**OBJECTIVE**
Pick out every line of the records below that contains the word "sunlit", and copy each one. Case counts.

**INFORMATION GIVEN**
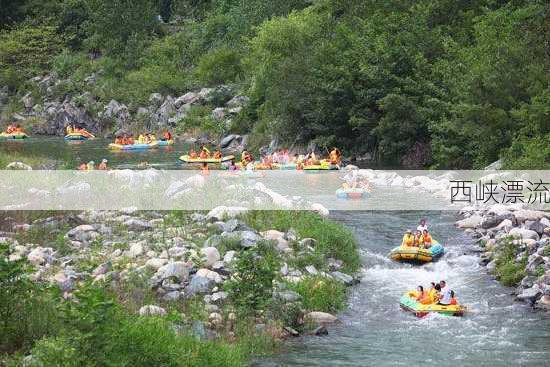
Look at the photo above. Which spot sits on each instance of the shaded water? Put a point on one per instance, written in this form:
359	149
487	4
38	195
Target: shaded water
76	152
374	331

...

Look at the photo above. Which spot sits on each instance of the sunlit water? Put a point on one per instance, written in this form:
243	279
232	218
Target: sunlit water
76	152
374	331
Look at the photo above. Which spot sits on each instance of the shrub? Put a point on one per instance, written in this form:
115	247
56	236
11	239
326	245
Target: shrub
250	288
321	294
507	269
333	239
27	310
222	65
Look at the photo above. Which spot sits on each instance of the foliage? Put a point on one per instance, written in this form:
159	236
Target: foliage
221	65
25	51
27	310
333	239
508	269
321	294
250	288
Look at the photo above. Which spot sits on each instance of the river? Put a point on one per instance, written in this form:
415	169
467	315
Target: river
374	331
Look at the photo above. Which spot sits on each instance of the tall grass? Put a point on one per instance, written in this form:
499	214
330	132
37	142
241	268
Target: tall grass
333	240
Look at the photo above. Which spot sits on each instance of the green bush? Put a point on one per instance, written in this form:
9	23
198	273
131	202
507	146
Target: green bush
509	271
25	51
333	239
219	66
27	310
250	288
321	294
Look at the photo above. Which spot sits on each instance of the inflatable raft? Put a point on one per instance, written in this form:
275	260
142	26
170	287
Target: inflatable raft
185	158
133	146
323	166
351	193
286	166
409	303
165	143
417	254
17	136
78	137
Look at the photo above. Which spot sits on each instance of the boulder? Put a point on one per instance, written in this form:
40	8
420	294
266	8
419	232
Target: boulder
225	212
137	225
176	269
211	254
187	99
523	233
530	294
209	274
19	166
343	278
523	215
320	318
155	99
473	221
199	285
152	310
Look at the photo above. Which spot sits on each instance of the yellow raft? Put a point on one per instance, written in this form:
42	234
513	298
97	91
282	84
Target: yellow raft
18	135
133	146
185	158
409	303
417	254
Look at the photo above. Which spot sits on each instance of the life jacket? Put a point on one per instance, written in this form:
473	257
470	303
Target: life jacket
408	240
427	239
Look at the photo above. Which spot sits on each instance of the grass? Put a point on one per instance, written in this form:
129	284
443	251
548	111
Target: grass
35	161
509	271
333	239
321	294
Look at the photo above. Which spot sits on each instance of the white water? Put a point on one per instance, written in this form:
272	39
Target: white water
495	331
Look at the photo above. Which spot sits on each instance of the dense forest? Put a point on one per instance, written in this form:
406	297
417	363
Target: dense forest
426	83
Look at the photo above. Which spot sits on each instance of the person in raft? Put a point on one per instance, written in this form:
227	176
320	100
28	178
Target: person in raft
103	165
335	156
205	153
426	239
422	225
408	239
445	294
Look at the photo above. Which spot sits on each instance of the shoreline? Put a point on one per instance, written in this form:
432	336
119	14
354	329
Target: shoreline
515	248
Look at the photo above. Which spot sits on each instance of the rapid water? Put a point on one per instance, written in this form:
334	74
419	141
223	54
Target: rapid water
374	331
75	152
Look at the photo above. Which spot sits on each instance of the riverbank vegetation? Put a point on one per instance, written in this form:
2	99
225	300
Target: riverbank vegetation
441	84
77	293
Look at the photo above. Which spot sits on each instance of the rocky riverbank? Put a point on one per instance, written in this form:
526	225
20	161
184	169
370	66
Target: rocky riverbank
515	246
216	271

--

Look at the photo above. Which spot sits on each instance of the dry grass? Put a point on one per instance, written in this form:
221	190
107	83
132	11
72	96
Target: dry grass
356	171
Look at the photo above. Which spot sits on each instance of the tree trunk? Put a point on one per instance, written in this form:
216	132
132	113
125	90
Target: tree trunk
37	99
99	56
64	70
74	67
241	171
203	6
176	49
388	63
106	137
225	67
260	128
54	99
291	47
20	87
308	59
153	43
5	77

**TASK OUTPUT**
Look at the photo above. Which spot sits on each instance of the sunlit water? Put a point on one per instance, written in this form:
Target: sunlit water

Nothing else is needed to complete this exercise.